• SOURCE EXCERPT:
It was then, that on the pressing remonstrances of his officers, who saw that in going on to Paris he was only rushing on death or captivity, Napoleon at length turned back; and having abandoned the strong inflexible impulse which would have carried him thither at all adventures, he seems to have considered his fate as decided, or at least to have relaxed considerably in the original vehemence which he opposed to adversity.

He returned to the Cour de France, and gave orders for disposing the forces, as they should come up, on the heights of Longjumeau, behind the little river of Essonne. Desirous at the same time of renewing the negotiation for peace, which, on successes of an ephemeral description, he had broken off at Chatillon, Napoleon despatched Caulaincourt to Paris, no longer to negotiate, but to receive and submit to such terms as the allied sovereigns might be inclined to impose upon him. He returned to Fontainbleau the same night. He did not take possession of any of the rooms of state, but chose a private and more retired apartment. Among the many strange transactions which had taken place in that venerable and ancient palace, its halls were now to witness one the most extraordinary.

• GIVEN PROBLEM 1: Copy the listing from the line that contains "Indicate the rear wing endplate" through the end of the listing, swapping "sponsor decal" for "logo sticker" and changing nothing else. Leave out the pictures.

• DATA IN THIS EXERCISE:
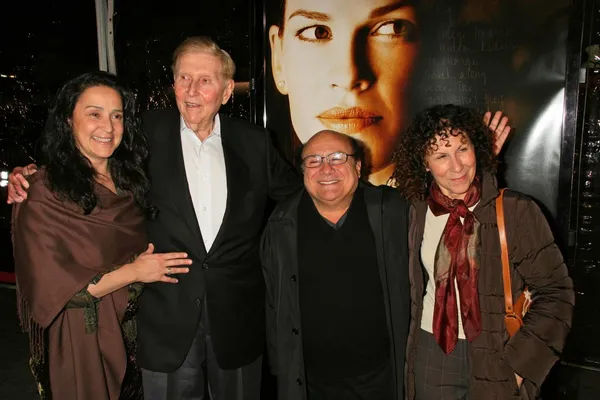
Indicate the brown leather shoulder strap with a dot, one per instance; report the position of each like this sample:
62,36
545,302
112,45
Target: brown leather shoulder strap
508,306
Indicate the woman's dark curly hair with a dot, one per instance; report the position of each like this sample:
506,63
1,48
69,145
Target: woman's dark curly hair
410,174
69,174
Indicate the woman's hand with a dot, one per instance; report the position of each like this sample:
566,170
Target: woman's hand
149,267
17,183
499,127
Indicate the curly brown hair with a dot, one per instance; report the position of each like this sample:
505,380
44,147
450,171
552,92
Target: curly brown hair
410,175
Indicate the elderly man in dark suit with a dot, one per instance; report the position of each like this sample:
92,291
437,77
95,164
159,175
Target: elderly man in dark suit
211,178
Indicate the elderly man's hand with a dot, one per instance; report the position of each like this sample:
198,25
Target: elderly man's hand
17,183
499,126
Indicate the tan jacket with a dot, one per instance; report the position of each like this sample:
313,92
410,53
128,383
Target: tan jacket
537,263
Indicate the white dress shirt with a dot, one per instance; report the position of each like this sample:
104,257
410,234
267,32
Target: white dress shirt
205,170
434,228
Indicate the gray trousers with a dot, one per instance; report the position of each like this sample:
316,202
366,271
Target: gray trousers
201,378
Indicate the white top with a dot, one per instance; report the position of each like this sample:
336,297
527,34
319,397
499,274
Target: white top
205,170
434,227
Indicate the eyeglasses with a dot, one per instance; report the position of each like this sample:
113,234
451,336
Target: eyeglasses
315,161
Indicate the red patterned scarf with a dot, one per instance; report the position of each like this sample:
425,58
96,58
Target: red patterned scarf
456,259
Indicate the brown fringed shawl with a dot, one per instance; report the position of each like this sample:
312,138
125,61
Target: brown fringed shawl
58,251
456,259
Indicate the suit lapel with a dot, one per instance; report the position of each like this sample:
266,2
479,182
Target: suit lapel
180,190
237,175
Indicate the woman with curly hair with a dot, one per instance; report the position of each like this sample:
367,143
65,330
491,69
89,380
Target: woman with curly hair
75,244
458,346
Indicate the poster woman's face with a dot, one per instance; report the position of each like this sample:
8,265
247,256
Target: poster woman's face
345,66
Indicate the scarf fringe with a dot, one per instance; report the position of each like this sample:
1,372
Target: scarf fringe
36,332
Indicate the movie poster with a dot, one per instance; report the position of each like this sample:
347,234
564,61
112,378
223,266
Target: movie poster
364,67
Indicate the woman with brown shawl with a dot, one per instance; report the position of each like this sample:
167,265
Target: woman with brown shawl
76,239
458,346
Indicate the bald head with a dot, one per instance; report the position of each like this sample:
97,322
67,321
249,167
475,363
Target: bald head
331,178
350,144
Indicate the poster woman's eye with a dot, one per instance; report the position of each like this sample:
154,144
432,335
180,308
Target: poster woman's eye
315,33
398,28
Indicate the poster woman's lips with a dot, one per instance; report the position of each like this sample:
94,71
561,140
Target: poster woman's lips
348,120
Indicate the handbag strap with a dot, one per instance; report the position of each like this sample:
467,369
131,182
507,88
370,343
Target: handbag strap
508,306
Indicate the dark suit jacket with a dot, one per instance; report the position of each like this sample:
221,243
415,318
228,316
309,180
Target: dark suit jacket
229,277
388,217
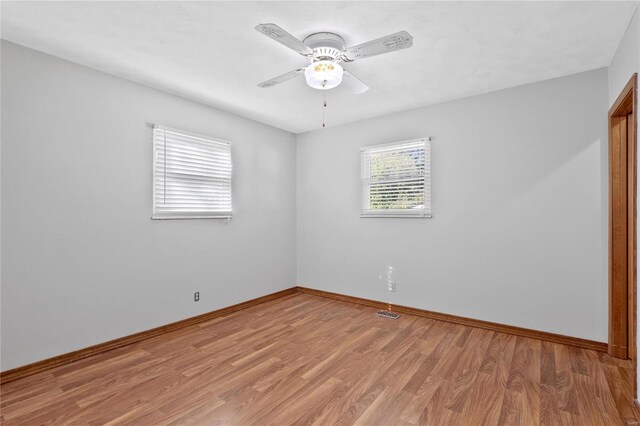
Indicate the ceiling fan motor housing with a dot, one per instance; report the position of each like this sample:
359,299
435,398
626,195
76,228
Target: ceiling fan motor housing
326,46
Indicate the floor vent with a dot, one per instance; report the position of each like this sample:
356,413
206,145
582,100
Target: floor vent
388,314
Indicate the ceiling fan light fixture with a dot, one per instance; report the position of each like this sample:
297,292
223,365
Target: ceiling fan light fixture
323,75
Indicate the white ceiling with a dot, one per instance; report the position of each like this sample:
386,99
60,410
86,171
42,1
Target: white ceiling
209,51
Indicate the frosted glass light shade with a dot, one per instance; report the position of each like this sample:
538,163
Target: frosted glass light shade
323,75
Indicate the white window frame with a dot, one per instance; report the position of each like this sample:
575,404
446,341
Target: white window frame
366,211
159,143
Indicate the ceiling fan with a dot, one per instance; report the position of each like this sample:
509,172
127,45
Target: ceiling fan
325,51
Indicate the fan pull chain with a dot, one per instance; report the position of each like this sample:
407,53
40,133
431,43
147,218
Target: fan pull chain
324,106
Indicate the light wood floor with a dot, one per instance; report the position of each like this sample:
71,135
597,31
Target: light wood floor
304,359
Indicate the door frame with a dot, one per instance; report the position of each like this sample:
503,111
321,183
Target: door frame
623,117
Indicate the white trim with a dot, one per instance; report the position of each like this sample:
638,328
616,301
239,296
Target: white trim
423,139
193,135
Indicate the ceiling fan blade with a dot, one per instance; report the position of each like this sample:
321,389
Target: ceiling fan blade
281,78
390,43
281,36
354,83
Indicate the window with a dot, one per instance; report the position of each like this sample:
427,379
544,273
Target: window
396,179
191,175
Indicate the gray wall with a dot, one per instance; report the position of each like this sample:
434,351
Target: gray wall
518,234
82,262
625,63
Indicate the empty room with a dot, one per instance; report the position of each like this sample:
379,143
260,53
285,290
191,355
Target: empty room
319,213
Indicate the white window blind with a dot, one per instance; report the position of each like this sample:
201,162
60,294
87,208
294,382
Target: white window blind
396,179
191,175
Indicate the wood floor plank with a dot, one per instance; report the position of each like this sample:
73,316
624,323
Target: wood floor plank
304,359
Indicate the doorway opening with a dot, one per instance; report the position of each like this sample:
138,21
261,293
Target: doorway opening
622,223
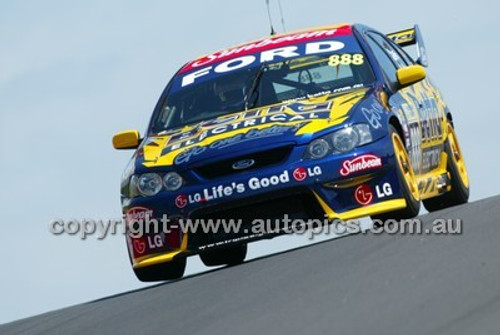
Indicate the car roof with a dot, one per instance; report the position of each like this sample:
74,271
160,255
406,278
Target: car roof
270,42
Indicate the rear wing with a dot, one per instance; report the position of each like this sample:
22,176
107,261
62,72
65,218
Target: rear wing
409,37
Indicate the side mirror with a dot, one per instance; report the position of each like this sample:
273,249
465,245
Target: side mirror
410,75
127,139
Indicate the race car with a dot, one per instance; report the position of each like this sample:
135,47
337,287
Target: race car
336,122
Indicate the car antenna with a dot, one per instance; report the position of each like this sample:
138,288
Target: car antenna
273,32
282,16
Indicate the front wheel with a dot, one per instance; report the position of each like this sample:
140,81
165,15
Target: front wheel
459,193
407,180
163,271
225,256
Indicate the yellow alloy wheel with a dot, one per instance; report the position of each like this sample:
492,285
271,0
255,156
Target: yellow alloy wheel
457,156
405,166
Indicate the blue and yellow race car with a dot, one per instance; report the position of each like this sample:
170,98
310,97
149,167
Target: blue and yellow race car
337,122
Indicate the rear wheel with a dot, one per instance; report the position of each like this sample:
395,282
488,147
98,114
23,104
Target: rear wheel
459,193
163,271
225,256
407,180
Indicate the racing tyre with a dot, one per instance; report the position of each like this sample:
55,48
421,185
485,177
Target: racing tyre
459,193
407,180
225,256
164,271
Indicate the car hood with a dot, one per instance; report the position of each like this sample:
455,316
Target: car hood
249,131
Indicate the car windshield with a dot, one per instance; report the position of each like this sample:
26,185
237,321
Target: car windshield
265,84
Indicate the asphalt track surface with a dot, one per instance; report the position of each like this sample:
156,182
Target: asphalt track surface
361,284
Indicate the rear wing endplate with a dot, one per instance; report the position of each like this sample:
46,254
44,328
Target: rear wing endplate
409,37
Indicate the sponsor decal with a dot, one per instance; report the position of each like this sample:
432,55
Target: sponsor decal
300,174
360,163
373,115
279,116
383,191
138,213
253,184
363,194
181,201
272,55
252,134
139,246
268,43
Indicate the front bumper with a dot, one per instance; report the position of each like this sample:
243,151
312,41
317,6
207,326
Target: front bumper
299,188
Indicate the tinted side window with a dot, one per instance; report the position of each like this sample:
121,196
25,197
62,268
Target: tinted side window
384,61
389,49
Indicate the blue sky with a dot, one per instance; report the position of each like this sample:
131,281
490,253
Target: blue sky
73,73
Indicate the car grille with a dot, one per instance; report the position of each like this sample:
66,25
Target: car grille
297,204
261,159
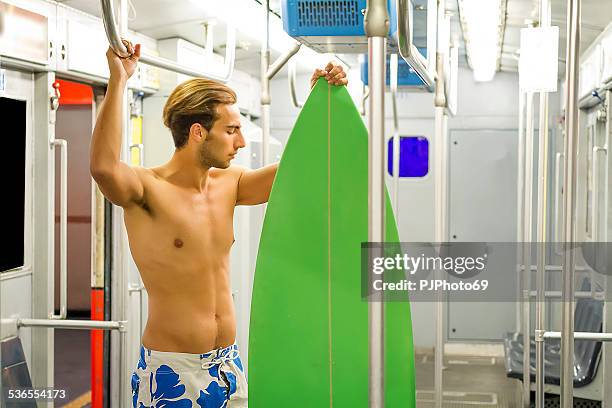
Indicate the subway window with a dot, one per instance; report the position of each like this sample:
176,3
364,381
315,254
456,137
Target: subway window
13,165
413,156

• GIVEN PROBLEM 2: In the passage about Napoleon, whom did he send to Paris to accept the allied sovereigns' terms?

• WRITTEN RESPONSE 1:
Indicate the rear wing endplate with a dot, one per instance; report the position of each like this sample:
46,254
44,328
Target: rear wing endplate
409,37
Indicate the logo sticker with a dot, one per instance; report the position of each like this sample:
432,55
Target: logo sticker
300,174
360,163
373,115
279,116
383,191
138,213
253,184
363,194
181,201
272,55
252,134
139,246
268,43
Indicate the front bumper with a dot, one per instance; report the position of each like this sample:
243,151
312,41
317,6
207,326
Target: front bumper
299,188
Indicate the tinted side window with a dot, one per instance; report the position of each like this sample:
121,196
25,197
62,268
Target: tinted side window
384,61
389,49
Indicate the blue sky with a dot, one per instance; report the position of each like this sample:
131,281
490,253
Target: blue sky
73,73
Indicate the car grille with a dot, one per instance; report the position of each like this sample:
66,25
Target: car grille
297,204
261,159
Indicate the subway window with a dot, one per instance; report the position of each like this sample:
176,3
364,381
315,254
456,137
Target: subway window
13,165
413,156

• WRITTEN RESPONSE 2: Caulaincourt